Entries taken from a collection:
%%
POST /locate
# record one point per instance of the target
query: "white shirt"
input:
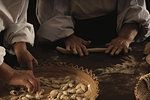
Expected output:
(13, 19)
(56, 21)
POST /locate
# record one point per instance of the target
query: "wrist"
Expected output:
(6, 72)
(19, 46)
(129, 32)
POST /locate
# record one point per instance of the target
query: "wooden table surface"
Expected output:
(115, 83)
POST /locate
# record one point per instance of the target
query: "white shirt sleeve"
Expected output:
(134, 11)
(13, 15)
(2, 54)
(55, 22)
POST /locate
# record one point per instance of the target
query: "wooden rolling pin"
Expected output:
(64, 51)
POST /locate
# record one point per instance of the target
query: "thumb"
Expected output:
(86, 42)
(35, 62)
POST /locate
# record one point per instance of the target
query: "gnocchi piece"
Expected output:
(84, 87)
(55, 86)
(71, 85)
(14, 92)
(30, 96)
(66, 98)
(73, 96)
(15, 98)
(85, 98)
(62, 96)
(24, 98)
(65, 87)
(54, 93)
(72, 91)
(59, 94)
(78, 98)
(65, 93)
(79, 91)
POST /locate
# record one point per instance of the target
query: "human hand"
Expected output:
(24, 57)
(117, 45)
(77, 45)
(25, 78)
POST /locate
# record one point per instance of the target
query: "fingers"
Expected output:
(109, 49)
(68, 47)
(125, 49)
(74, 49)
(29, 65)
(80, 51)
(113, 50)
(28, 85)
(118, 51)
(35, 62)
(86, 42)
(84, 49)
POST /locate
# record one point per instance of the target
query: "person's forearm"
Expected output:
(19, 46)
(6, 72)
(129, 31)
%%
- Problem requirements -
None of the pictures belong in the copy; transcribe the rest of the data exactly.

- Completed task -
POST /locate
# record one point per instance of the target
query: "white shirt"
input:
Expected output:
(13, 19)
(56, 21)
POST /locate
# record one point per instance of the target
query: "wrist"
Expected output:
(6, 72)
(19, 46)
(129, 32)
POST /locate
# record one point per instance of the target
query: "wooden table surface"
Expected output:
(115, 83)
POST /locate
# record one point per instance of the target
query: "white shirt sleeve"
Expected output:
(134, 11)
(13, 15)
(2, 54)
(55, 22)
POST /locate
# record one point per instance of the target
query: "wooden rolling pin"
Expected output:
(64, 51)
POST /locate
# record one point per instance of the target
query: "thumb"
Expected output:
(86, 42)
(35, 62)
POST /locate
# record one point per instance of the target
query: "gnocchi piece"
Expected output:
(84, 87)
(55, 86)
(71, 85)
(14, 92)
(30, 96)
(66, 98)
(73, 96)
(15, 98)
(85, 98)
(62, 96)
(24, 98)
(65, 87)
(54, 93)
(72, 91)
(59, 94)
(78, 98)
(65, 93)
(79, 91)
POST /locate
# record one point per instance of the target
query: "human hand"
Expected output:
(24, 57)
(117, 45)
(77, 45)
(25, 78)
POST /locate
# record one point per instance of the target
query: "fingers"
Expected output:
(109, 49)
(68, 47)
(125, 49)
(74, 49)
(29, 65)
(80, 51)
(113, 50)
(28, 85)
(118, 51)
(35, 62)
(86, 42)
(84, 49)
POST /locate
# record one point per instance of the target
query: "person's forearm"
Expected output:
(19, 46)
(6, 72)
(129, 31)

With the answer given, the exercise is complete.